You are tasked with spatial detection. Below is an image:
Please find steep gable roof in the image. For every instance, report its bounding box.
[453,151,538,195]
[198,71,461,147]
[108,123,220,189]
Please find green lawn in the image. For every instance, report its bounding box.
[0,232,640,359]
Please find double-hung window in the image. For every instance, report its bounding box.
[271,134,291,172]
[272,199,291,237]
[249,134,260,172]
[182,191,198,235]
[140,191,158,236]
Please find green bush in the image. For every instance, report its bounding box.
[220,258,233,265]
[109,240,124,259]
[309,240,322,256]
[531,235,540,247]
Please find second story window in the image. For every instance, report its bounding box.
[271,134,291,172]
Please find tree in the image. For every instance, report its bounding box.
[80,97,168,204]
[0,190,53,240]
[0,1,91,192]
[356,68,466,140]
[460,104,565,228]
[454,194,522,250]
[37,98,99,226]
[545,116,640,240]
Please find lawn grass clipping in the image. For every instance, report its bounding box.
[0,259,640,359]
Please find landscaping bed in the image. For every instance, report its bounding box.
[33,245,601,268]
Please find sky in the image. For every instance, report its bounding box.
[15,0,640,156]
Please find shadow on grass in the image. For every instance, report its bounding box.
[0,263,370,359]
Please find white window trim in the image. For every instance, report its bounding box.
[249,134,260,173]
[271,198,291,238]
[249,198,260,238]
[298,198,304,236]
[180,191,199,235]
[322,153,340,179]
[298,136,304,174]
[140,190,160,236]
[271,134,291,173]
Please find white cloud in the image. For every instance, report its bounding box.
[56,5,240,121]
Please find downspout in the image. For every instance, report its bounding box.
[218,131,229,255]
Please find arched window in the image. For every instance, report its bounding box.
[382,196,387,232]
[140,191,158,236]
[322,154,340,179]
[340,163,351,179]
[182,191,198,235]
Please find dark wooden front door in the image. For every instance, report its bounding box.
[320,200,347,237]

------

[Directions for this task] Please scale the items from the line with "Please find second" to the line with "[0,263,370,359]", both ends included, by multiplying every bounding box coordinate by 0.85 and rounding to whole numbers, with halves going up. Repeat every line in that stretch and nothing beyond it, leaving lines without coordinates unchanged.

[Written solution]
Please find second story window in the image. For every instance, report its bounding box.
[230,114,247,146]
Please find tree in the image. For every instance, report its bounding box.
[68,82,143,173]
[0,162,45,204]
[0,1,77,163]
[303,58,396,119]
[391,88,480,194]
[386,165,444,213]
[31,83,84,192]
[463,99,544,204]
Please find lawn grass clipping in the image. For every instance, report its bounding box.
[0,220,544,305]
Please find landscaping bed in the image. For every instance, report its bounding box.
[28,208,511,228]
Please find sky in the image. For every instance, report its bounding box.
[13,0,544,133]
Please find shadow on grass in the image. For every instance, report its bounding box.
[0,224,315,305]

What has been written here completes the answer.